> [The problem]: Among the entries below, tally the lines that include "coastline", and give the number alone.

> [Input]:
..........
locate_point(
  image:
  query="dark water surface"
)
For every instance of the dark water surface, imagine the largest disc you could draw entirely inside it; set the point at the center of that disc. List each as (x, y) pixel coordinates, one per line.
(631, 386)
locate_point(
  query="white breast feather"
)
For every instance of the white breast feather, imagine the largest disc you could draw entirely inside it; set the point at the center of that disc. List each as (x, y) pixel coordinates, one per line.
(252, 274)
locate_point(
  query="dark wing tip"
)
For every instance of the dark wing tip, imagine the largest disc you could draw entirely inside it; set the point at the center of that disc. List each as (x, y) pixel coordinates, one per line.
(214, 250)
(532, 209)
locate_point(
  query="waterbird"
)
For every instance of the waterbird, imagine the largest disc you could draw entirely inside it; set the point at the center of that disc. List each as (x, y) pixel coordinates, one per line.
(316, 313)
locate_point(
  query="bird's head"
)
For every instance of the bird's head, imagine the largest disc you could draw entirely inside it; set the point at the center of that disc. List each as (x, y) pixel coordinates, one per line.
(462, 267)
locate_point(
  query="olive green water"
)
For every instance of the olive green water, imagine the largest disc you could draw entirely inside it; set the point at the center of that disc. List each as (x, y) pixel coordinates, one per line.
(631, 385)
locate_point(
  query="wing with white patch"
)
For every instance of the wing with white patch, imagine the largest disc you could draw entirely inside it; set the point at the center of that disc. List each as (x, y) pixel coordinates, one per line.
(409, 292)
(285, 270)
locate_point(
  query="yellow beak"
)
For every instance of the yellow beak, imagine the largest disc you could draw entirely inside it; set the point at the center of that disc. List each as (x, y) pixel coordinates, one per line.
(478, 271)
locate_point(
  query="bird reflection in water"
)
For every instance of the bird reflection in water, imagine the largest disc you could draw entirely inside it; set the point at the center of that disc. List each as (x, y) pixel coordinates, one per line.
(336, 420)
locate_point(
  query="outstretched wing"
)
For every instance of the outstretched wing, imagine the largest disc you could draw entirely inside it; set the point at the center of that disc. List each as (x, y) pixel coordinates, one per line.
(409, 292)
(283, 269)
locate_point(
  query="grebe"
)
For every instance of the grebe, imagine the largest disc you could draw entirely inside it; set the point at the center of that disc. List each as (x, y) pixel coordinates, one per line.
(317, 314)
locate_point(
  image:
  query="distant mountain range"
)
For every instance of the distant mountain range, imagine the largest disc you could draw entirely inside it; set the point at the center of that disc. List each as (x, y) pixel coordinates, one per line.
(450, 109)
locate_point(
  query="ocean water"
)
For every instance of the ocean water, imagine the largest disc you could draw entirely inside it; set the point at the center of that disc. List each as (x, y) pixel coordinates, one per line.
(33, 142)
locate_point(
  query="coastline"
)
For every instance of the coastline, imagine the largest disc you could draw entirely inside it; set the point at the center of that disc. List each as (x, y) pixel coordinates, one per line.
..........
> [Answer below]: 2